Return the line containing "wristwatch shown in this photo?" and all lines after it exactly; stop at the end of the material.
========================================
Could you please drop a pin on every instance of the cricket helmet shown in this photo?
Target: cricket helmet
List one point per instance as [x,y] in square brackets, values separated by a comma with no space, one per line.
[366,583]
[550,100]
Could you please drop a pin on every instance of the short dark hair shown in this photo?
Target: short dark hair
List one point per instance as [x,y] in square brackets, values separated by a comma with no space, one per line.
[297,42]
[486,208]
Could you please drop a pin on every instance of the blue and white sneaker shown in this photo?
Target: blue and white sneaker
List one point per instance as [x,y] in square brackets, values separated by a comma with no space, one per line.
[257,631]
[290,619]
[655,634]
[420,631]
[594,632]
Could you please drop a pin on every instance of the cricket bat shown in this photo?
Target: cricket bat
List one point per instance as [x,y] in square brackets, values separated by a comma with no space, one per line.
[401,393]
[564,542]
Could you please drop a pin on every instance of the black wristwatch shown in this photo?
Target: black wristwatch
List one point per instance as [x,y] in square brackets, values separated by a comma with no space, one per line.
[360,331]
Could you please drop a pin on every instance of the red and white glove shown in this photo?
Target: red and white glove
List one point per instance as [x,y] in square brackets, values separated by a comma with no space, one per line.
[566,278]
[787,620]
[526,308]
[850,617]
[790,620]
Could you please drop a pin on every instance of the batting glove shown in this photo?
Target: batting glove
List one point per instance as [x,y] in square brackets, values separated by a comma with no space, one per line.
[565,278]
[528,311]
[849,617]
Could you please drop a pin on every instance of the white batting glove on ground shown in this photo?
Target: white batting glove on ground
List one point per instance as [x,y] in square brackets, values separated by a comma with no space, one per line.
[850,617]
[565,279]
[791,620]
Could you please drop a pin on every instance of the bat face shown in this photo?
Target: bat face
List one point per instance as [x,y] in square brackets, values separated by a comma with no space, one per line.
========================================
* **Output for this exercise**:
Could you please drop a pin on every instance of the black wristwatch shown in this photo?
Target: black wristwatch
List one point per instance as [x,y] in square brackets, values separated by a comma with no space, one per line.
[360,331]
Could you please drop a pin on every instance of the red and white glove shown in this photo?
Target: red and white glove
List one point per instance as [x,y] in square brackets, values separated by a comma with no space, one per line.
[566,278]
[787,620]
[526,308]
[850,617]
[790,620]
Could you please drop a pin on every instance of the batting glove shown in this photo?
Target: batting glove
List one point per instance as [x,y] in square brackets, values separated by a comma with no space, one per line.
[565,278]
[528,311]
[849,617]
Could you please drop a pin on every instance of the white batting glove on ground shown in this photo?
Target: white batting glove on ground
List one point per instance as [x,y] in square brackets, values separated by a comma with no space, one per line.
[850,617]
[565,279]
[791,620]
Could you please drop a pin on every instance of the bat face shown in this photo?
Target: bat face
List one point per instance as [x,y] in square brackets, values separated by a comma with no space, one per line.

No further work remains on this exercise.